● **Text excerpt**
__________________________________________________
We already allow arbitrary extension by foreign elements and attributes 
and you offer no examples of actual "evil" use of them with ODF.

Moreover, careful readers will note that ODF 1.2 allows *arbitrary* 
extension by its new metadata mechanism.

Why? Well, because no standards committee, not even ours, can anticipate 
every need of every user. So from the very beginning ODF has allowed 
several mechanisms for arbitrary extension of the defined markup.

Florian on our last call, had a good use case for older ODF applications 
to process later ODF documents, whose new elements and atttibutes are 
"foreign" to them.

BTW, ODF and markup technologies are *not* religious issues and so 
differences in markup choices are not "evil." I already have a religion, 
one that has existed a good bit longer than markup technologies and I am 
not in the market for a new one. I think it would help if we all simply 
try to do the best jobs we can and not view markup, including ODF, 
through lens of good versus evil.

Granted I have labored over ODF for years, both as a volunteer and more 
recently as a paid editor and I prefer its choices over other possible 
choices. That's understandable. What I refuse to do is to brand other 
choices as "evil" or somehow beyond the pale. If our choices are the 
better ones, and I certainly think they are, then we should be able to 
demonstrate that to others. Note I said demonstrate, not simply shout it 
at others. There is a difference.

And yes, yes, others may refuse to listen or persist in disagreeing. 
That is certainly their privilege. As I have pointed out in another 
context, listening should not be equated with agreement. I can listen 
quite attentively and still disagree in a civil manner.
__________________________________________________
● **Records provided**
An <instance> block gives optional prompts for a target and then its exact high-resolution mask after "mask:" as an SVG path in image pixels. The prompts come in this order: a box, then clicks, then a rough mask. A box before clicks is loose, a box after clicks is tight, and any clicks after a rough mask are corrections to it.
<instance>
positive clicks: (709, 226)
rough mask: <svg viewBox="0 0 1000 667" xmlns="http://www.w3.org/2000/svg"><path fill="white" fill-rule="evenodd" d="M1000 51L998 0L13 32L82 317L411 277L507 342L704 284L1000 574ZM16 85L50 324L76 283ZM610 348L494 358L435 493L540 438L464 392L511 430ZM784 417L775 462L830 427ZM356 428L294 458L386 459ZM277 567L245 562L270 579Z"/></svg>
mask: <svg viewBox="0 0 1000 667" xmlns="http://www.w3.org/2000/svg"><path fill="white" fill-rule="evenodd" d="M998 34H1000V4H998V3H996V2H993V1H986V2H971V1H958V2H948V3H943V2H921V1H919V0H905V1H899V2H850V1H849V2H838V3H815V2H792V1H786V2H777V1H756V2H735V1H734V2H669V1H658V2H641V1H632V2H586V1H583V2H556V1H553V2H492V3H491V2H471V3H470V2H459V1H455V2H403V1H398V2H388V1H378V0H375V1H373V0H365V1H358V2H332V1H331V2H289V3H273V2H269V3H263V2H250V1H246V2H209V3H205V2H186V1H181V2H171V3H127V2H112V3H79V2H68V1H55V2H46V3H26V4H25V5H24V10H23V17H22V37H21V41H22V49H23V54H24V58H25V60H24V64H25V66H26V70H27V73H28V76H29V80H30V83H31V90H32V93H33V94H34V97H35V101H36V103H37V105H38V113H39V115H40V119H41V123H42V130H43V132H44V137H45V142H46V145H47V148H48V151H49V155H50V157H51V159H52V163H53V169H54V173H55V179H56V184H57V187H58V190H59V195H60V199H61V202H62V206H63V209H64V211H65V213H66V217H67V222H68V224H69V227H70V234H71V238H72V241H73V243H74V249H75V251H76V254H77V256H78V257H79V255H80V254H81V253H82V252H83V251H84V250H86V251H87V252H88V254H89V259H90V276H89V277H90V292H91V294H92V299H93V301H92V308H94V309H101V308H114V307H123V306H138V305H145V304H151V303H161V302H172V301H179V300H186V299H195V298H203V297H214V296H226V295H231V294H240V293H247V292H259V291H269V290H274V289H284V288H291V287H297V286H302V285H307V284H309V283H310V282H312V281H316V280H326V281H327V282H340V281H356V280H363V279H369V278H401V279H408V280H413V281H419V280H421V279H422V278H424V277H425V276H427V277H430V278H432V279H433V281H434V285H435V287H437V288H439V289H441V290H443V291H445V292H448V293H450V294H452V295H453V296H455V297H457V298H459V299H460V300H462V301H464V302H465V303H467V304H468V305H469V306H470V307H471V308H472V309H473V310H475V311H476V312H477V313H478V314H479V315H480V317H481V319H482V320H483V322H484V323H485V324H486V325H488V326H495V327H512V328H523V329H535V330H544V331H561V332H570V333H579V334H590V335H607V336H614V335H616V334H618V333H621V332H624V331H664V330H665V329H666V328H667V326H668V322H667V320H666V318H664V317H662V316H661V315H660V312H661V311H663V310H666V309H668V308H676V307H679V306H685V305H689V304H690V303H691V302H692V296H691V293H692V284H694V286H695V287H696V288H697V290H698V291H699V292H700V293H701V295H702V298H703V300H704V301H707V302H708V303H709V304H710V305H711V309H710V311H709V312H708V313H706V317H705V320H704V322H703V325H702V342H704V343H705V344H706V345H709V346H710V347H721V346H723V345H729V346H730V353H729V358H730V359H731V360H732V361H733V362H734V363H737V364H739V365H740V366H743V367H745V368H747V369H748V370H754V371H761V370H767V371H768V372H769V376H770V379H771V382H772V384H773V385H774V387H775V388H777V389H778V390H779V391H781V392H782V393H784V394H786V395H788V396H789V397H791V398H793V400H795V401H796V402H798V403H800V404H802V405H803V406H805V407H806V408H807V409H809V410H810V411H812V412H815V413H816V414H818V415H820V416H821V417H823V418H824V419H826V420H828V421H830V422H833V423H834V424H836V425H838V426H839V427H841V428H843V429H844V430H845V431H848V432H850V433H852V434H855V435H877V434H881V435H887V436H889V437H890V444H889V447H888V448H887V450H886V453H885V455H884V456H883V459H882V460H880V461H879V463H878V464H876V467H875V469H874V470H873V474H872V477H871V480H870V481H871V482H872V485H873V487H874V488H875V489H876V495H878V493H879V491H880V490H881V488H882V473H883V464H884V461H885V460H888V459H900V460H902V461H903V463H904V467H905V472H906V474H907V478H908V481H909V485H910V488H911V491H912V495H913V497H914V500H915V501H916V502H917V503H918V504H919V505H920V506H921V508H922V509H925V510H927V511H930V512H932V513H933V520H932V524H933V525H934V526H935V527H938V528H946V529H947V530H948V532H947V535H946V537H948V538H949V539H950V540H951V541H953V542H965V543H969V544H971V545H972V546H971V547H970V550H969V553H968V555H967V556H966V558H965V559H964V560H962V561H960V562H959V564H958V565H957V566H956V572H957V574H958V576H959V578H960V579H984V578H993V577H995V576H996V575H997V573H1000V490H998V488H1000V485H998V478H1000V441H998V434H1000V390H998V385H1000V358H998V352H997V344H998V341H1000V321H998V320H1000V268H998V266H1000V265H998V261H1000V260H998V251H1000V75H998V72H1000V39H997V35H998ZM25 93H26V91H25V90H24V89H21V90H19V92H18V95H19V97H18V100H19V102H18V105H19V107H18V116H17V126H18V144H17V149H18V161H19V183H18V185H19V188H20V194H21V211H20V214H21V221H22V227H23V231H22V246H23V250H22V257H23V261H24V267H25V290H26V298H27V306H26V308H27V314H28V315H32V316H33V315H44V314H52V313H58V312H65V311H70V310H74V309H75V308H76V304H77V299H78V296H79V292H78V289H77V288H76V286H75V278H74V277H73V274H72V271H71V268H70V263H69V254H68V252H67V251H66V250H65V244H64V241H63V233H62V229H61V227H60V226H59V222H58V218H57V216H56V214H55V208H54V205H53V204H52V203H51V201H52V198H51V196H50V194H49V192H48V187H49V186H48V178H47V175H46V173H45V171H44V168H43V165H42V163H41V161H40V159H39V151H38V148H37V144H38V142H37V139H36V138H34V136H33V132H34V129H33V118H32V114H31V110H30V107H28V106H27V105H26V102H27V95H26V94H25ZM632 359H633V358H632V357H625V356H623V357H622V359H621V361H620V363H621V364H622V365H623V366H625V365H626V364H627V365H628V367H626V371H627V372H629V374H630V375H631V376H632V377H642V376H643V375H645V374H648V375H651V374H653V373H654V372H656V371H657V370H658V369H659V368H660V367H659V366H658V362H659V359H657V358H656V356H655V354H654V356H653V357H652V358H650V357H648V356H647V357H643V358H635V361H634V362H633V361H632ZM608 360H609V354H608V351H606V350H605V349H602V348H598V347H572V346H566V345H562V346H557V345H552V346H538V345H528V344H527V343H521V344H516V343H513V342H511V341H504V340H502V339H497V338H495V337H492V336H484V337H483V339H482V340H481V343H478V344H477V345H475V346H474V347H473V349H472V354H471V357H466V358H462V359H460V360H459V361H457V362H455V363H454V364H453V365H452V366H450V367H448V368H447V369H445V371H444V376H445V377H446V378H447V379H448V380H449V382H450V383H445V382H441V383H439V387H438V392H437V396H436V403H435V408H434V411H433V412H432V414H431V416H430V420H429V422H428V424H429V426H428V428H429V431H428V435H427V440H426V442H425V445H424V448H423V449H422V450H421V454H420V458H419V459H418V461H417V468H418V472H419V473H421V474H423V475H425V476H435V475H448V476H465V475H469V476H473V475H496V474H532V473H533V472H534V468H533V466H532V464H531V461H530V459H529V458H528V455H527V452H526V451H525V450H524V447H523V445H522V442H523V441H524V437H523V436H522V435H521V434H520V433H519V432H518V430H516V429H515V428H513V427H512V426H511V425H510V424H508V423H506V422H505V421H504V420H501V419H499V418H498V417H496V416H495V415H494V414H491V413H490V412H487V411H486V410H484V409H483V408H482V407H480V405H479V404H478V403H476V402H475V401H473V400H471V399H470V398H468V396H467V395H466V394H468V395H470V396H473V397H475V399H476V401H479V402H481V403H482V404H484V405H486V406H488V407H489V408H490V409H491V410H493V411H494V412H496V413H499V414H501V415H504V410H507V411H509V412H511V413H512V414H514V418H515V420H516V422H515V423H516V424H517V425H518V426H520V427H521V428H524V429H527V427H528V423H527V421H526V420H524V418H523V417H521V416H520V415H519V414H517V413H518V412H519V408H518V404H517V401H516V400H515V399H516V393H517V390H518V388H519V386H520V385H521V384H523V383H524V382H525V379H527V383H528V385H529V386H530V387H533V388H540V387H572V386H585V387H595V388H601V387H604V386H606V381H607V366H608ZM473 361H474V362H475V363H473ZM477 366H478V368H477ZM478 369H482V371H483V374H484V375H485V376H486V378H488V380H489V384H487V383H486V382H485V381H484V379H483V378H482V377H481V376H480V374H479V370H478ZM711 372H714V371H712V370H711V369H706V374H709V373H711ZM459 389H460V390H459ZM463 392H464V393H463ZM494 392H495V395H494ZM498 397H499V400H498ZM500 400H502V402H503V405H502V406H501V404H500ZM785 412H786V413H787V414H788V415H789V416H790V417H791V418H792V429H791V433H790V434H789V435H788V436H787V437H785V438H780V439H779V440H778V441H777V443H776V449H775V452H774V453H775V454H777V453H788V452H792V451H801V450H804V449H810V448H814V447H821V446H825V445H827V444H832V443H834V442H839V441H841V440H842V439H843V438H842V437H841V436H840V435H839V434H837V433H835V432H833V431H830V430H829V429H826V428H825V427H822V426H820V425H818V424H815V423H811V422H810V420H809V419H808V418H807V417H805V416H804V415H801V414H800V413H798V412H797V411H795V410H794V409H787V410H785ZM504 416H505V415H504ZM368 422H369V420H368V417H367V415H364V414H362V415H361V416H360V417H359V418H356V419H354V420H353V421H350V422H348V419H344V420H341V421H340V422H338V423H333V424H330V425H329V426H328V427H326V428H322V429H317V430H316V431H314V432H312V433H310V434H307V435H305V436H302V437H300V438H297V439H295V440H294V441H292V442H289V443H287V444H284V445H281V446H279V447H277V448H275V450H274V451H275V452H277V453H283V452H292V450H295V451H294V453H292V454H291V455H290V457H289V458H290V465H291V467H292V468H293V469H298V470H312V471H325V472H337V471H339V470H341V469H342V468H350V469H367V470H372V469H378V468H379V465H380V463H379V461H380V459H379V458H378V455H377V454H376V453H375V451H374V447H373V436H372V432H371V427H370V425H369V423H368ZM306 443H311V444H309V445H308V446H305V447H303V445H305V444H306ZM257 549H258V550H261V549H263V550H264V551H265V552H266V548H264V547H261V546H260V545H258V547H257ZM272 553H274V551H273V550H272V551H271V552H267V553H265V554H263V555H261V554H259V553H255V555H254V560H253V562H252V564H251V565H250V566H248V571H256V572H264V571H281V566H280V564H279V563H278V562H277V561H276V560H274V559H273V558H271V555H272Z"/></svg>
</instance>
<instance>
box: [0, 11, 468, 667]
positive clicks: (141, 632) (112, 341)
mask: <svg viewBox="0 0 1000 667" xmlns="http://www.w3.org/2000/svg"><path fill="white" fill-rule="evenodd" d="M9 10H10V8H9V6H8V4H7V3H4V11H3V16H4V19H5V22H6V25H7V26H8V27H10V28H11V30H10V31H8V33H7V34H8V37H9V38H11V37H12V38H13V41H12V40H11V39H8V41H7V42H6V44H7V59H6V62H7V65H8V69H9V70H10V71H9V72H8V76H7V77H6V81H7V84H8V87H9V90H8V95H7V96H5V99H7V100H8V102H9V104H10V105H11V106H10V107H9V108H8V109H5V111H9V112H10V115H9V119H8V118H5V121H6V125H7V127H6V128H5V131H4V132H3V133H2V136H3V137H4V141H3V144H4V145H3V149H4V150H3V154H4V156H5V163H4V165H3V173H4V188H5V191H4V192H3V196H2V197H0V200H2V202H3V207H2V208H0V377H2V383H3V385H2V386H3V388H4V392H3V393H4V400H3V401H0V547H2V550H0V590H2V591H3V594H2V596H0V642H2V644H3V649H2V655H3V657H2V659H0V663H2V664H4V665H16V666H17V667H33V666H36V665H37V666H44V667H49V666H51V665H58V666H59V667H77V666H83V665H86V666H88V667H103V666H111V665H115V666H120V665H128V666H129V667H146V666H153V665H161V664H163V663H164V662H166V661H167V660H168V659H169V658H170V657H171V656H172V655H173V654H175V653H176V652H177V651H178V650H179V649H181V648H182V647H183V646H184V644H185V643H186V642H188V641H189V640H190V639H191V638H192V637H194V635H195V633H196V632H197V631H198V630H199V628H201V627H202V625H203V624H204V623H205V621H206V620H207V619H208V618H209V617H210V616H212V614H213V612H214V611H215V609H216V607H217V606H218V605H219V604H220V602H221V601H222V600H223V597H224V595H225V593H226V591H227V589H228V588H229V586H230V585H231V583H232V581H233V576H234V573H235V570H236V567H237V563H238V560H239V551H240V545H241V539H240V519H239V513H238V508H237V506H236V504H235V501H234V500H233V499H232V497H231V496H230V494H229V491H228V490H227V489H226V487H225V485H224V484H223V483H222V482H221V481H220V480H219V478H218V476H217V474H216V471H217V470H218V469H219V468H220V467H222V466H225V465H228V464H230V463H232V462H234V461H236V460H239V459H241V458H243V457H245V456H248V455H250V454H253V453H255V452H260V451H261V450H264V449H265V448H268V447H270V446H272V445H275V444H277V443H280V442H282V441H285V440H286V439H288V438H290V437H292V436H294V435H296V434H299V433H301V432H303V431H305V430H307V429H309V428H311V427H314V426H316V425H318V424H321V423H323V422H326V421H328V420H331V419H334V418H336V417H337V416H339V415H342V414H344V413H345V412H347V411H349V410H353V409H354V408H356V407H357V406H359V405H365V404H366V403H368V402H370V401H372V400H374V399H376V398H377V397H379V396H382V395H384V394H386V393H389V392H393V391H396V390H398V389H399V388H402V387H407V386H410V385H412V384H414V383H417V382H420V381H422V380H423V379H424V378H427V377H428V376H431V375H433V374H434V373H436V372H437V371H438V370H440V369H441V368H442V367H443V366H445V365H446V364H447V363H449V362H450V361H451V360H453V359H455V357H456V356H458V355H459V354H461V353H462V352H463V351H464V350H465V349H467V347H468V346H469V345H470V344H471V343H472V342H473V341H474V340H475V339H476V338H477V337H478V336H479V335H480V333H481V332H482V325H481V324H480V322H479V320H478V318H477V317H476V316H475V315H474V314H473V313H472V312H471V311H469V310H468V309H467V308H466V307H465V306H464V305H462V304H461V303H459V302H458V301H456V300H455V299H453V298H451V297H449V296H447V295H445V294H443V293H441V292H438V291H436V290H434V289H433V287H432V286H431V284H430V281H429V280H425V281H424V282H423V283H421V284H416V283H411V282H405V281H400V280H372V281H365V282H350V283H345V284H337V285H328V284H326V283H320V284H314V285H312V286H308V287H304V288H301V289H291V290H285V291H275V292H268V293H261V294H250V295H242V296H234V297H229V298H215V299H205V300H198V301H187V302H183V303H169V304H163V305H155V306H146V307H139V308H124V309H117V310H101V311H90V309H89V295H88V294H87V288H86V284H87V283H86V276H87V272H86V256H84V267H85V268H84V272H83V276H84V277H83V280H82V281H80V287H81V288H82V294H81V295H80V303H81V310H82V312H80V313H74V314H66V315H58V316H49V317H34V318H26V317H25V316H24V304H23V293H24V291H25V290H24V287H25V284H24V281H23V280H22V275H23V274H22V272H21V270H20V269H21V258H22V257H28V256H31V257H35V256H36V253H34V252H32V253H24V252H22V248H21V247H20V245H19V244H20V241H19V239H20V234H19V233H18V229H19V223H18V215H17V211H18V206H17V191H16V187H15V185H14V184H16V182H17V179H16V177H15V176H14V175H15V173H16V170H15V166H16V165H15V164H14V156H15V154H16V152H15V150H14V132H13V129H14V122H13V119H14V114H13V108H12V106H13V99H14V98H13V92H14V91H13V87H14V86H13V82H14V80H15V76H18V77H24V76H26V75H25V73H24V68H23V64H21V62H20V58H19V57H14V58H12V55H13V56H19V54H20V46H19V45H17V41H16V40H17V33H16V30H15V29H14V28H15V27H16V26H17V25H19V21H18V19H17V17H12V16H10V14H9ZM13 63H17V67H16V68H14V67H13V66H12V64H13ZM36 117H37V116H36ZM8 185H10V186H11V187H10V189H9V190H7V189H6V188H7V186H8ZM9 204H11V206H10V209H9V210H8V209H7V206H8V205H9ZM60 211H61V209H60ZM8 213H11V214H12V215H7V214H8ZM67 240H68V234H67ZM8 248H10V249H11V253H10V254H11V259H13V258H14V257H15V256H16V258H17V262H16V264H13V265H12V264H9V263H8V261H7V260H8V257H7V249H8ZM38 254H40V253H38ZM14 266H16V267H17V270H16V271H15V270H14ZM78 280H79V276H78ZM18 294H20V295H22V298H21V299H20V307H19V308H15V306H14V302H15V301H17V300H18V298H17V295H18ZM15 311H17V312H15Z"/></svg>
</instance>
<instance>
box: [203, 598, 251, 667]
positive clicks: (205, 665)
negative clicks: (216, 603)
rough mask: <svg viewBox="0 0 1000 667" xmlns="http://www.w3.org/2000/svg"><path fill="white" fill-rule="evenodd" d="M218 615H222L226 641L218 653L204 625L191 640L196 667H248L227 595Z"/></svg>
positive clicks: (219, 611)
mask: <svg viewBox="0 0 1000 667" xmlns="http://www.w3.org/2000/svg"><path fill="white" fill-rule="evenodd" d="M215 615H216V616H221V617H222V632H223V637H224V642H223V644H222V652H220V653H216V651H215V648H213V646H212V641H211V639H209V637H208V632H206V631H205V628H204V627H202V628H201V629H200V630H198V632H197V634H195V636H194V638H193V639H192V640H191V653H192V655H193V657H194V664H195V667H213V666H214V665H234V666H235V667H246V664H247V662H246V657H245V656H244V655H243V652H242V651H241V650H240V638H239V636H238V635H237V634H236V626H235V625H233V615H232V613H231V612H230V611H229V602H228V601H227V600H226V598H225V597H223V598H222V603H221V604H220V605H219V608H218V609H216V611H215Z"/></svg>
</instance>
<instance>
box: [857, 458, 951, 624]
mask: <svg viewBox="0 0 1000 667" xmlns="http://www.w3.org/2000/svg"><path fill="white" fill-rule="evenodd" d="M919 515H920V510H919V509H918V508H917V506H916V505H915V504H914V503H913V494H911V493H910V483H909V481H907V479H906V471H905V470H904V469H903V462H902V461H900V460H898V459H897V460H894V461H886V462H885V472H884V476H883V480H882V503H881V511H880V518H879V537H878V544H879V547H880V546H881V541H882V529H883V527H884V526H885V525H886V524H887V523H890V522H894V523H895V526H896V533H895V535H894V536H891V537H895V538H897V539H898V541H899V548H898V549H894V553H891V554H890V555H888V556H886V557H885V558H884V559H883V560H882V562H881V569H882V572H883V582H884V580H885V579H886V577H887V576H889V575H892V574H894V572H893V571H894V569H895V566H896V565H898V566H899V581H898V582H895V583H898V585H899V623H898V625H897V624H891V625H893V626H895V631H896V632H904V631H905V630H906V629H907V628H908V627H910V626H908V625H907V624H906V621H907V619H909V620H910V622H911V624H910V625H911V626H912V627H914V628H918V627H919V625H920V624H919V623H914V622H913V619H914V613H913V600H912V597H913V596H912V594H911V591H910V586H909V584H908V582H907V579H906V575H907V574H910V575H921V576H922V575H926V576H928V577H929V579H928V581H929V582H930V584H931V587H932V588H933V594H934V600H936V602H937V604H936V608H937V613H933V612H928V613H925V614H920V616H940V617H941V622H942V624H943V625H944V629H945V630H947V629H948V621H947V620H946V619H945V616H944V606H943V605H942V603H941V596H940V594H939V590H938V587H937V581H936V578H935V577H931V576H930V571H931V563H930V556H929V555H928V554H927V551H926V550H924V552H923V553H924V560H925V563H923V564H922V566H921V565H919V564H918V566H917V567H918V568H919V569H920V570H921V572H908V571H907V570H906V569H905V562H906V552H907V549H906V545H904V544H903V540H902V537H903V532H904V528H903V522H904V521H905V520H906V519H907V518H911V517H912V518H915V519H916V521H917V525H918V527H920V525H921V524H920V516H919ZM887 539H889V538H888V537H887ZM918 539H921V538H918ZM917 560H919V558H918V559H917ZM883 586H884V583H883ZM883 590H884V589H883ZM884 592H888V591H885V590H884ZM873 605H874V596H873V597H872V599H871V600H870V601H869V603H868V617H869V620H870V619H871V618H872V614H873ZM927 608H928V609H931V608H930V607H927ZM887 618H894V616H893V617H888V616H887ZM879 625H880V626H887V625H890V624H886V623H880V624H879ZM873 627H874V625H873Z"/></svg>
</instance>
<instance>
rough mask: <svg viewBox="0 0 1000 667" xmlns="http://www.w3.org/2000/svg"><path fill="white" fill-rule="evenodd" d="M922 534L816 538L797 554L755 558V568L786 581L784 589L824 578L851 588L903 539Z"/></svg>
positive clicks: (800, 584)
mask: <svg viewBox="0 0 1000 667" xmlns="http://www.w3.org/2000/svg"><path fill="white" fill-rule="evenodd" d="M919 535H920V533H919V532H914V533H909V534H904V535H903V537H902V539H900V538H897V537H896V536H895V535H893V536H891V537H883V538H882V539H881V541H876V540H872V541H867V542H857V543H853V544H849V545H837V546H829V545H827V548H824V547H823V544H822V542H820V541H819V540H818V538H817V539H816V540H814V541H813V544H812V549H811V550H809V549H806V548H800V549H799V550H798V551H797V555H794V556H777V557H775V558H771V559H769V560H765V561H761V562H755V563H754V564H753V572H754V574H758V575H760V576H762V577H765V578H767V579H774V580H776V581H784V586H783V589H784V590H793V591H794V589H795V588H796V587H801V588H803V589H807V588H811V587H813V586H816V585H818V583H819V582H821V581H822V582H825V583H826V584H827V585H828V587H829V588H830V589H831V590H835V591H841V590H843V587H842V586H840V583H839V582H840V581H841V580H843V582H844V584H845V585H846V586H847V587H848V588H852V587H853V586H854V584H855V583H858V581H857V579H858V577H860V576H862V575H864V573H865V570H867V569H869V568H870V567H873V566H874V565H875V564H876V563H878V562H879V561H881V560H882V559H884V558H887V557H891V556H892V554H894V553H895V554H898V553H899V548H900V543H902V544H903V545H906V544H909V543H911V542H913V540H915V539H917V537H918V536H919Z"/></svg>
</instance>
__________________________________________________
● **Work item A**
In the ODF post, which version of ODF allows arbitrary extension through its new metadata mechanism?
● **Work item B**
Rewrite the ODF post from "Why? Well, because" to "good versus evil.", putting "working group" in place of "standards committee".
● **Work item C**
Please carry on the ODF post from where it stops, in the same voice.

● **Exercise output A**
ODF 1.2

● **Exercise output B**
Why? Well, because no working group, not even ours, can anticipate 
every need of every user. So from the very beginning ODF has allowed 
several mechanisms for arbitrary extension of the defined markup.

Florian on our last call, had a good use case for older ODF applications 
to process later ODF documents, whose new elements and atttibutes are 
"foreign" to them.

BTW, ODF and markup technologies are *not* religious issues and so 
differences in markup choices are not "evil." I already have a religion, 
one that has existed a good bit longer than markup technologies and I am 
not in the market for a new one. I think it would help if we all simply 
try to do the best jobs we can and not view markup, including ODF, 
through lens of good versus evil.

● **Exercise output C**
Hope you are having a great day!

Patrick



robert_weir@us.ibm.com wrote:
> Some specific examples of how and why arbitrary proprietary extensions are 
> evil.
>
> Two common concerns with users is the need for privacy and security.  The 
> issue of personally-identifying meta-data is increasingly in the news. 
> Some products, like Microsoft Office, have a built-in operation that will 
> remove such information from a Word document.  There are also third-party 
> application that will strip such metadata from a document.
>
> So, suppose you want to write such an operation for an ODF document.. What 
> do you do?  Simple enough, look to meta.xml scrub extension elements under 
> <office:meta>, etc.  The places where metadata is stored is deterministic. 
>  The standard is clear where they are.  But allow arbitrary extensions 
> everywhere, and you have no idea where the metadata is.  Your ability to 
> write a generic tool like this is made far more difficult.  You can't tell 
> whether an extension contains metadata, content, processing instructions, 
> executable code, or whatever.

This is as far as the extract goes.